• [Quoted text]
# Coat Change.



## Birdie (Jun 28, 2009)

I bathed Desmond once a week during the change (for the most part... lol, most of our time was spent brushing brushing brushing instead of bathing & drying xD). I think once a week will be perfectly fine, so long as you dry her straight to prevent as much matting as possible (learned that lesson the hard way!) Good luck!


----------



## cbrand (Aug 9, 2009)

You could try putting her in oil. It softens the coat, but if you aren't currently showing her, it can get your through the worst of it.


----------



## Winnow (Jan 2, 2010)

Birdie said:


> I think once a week will be perfectly fine, so long as you dry her straight to prevent as much matting as possible (learned that lesson the hard way!) Good luck!


Thank you.

I did also learn the hard way :S 
I lost Dima coat down into a total mess and had to shave her down. 

But I know I will get through this with Vaka there is no other way since I am going to finish her titles as soon as possible.

I am also maintaining a Bichon Frise going through this awful time and I think they are far worse then the Spoos

Just looking for any short cuts that will make my life easier


----------



## Winnow (Jan 2, 2010)

cbrand said:


> You could try putting her in oil. It softens the coat, but if you aren't currently showing her, it can get your through the worst of it.


I think oil is not an option with this beauty.
She is a wild child and well she would manged to stick the whole garden to her coat if she had any oil in it 

I am not mistaken, when you put dogs in oil they do get more dirt into the coat?


----------



## Taxi (Jan 18, 2010)

cbrand said:


> You could try putting her in oil. It softens the coat, but if you aren't currently showing her, it can get your through the worst of it.


When you say "oil", what product are you using?


----------



## KalaMama (Nov 20, 2009)

I can't offer any help because I clipped Kala down short(totally regretted it though), I wish I had just kept with it even if it did take hours every day. I say that now


----------



## Winnow (Jan 2, 2010)

KalaMama said:


> I wish I had just kept with it even if it did take hours every day. I say that now


It will grow back I promise 

I have never regretted cutting them down, done it twice with Dima and Once with Charly.
It grows out so fast that you barely get any rest hehe ..

But now I am going to stick to it no matter what I am going to finish Vaka in August 2011 and then I can do what I want with her coat!!!
Until then I have to be strong because I know this and I can do it.


----------



## Birdie (Jun 28, 2009)

KalaMama said:


> I can't offer any help because I clipped Kala down short(totally regretted it though), I wish I had just kept with it even if it did take hours every day. I say that now


LOL I find myself saying the exact opposite! xD 
I wish I had clipped Desmond short and let him enjoy being brushed, instead of keeping his luxurious fur and tormenting myself with mats and him with constant dematting. As much as I adored his beautiful coat, I regret not keeping him short and making the experience more tolerable on both of us.


----------



## faerie (Mar 27, 2010)

• [Data provided]
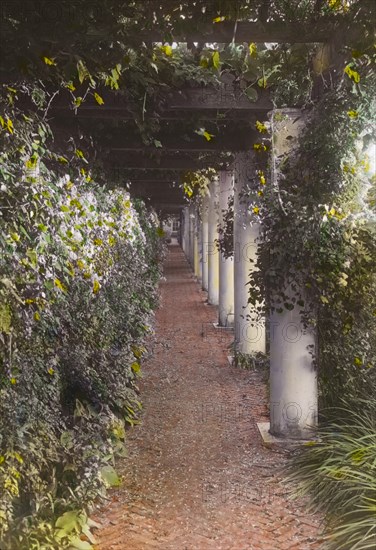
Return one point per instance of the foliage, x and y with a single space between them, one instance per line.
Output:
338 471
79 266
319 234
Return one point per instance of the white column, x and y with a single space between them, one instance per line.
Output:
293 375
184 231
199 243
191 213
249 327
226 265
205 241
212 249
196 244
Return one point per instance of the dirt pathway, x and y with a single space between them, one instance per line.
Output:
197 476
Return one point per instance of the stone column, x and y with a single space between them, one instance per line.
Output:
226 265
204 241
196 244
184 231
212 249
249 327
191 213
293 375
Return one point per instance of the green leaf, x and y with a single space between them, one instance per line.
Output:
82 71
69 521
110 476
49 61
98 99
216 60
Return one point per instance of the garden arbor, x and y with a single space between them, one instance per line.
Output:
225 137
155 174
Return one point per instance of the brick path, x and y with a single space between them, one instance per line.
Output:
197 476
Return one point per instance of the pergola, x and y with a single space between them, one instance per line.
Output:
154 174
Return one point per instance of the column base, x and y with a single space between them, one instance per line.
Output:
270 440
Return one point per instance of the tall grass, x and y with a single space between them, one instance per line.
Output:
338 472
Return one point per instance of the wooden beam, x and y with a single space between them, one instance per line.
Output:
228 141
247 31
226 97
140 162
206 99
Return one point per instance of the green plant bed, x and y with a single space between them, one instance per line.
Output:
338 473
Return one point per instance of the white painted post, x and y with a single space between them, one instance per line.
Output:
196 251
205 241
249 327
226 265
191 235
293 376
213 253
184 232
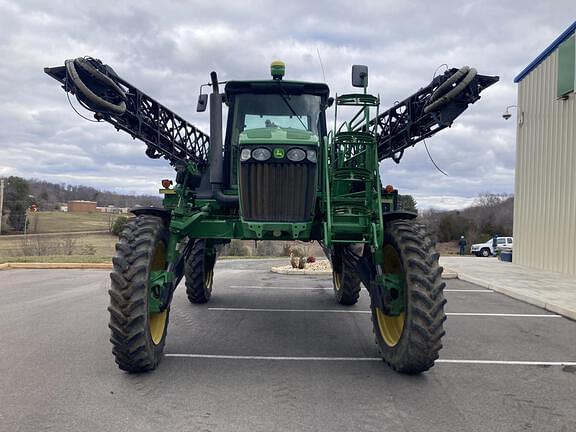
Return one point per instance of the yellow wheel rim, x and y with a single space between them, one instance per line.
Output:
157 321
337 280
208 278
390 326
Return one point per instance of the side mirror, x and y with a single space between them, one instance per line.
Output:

--

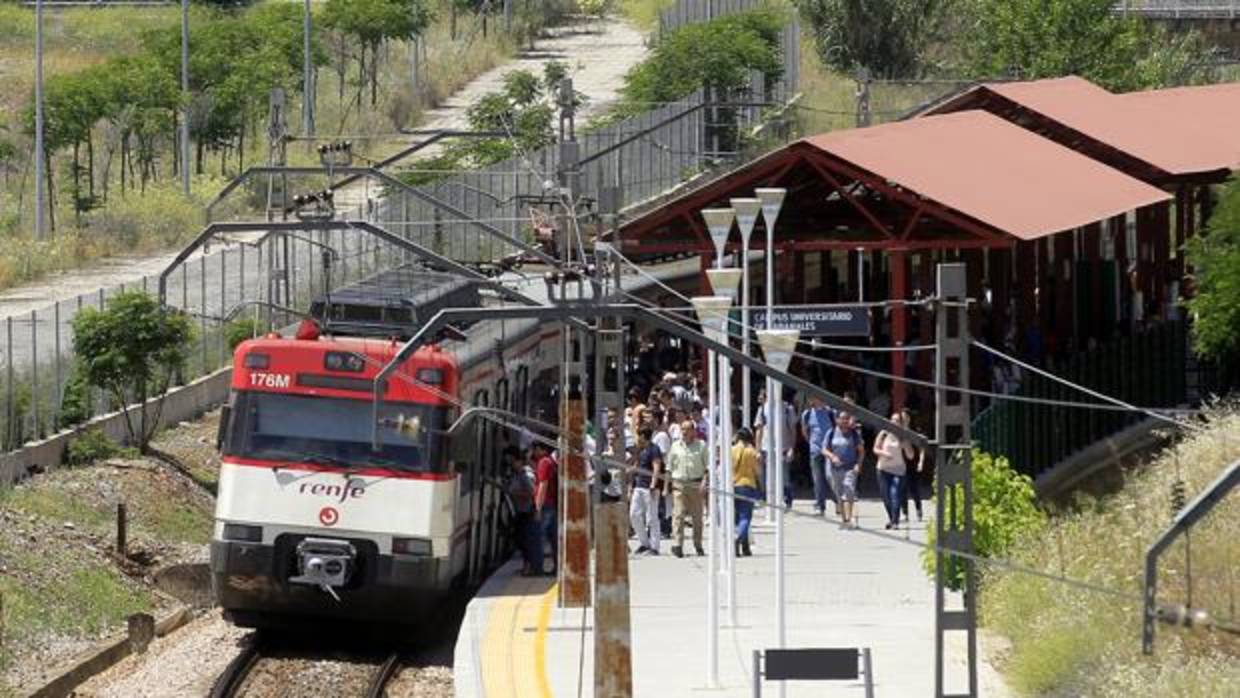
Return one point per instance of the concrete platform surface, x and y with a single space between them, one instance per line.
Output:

• [Work to do]
1. Summarize the coat change thread in two sentences.
2. List every dog's name that appears in the coat change thread.
3. Carry the forum thread on coat change forward from its final line.

• [Responses to the tasks]
1. Posters trade advice on getting a dog through coat change: Birdie recommends weekly baths with straight drying to limit matting, while cbrand suggests putting the dog in oil, which Winnow rules out because Vaka is a wild child who would stick the whole garden to her coat. Winnow intends to keep Vaka's coat until finishing her titles, KalaMama regrets clipping Kala short, and Birdie regrets not keeping Desmond short.

2. Desmond, Dima, Vaka, Charly, Kala

3.
my poof is heading into coat change right now. i took her to the groomers (a 3 min walk) for her fft and we decided next month to go ahead and bring her in for her first full groom. She will be 7 months.
i'll keep her brushed and combed til then (and she needs a good bath this weekend after her lovely roll in the mud.)


----------



## 4theLOVEofPOODLES (May 13, 2010)

A good oli is Wu Pi Magic and its really not that bad with them getting dirty with it. Also Absorbine Show Sheen(horse product) helps to keep hair from matting.


----------



## Taxi (Jan 18, 2010)

4theLOVEofPOODLES said:


> A good oli is Wu Pi Magic and its really not that bad with them getting dirty with it. Also Absorbine Show Sheen(horse product) helps to keep hair from matting.


Thank you


----------



## Raena (Sep 20, 2009)

im glad im not the only one who uses show sheen, i love it, horse and dog! even better than the stuff!


----------



## 4theLOVEofPOODLES (May 13, 2010)

Raena said:


> im glad im not the only one who uses show sheen, i love it, horse and dog! even better than the stuff!


I know...it's wonderful! :thumb:

Also as someone else stated on here...make sure you straighten the coat...it helps a ton!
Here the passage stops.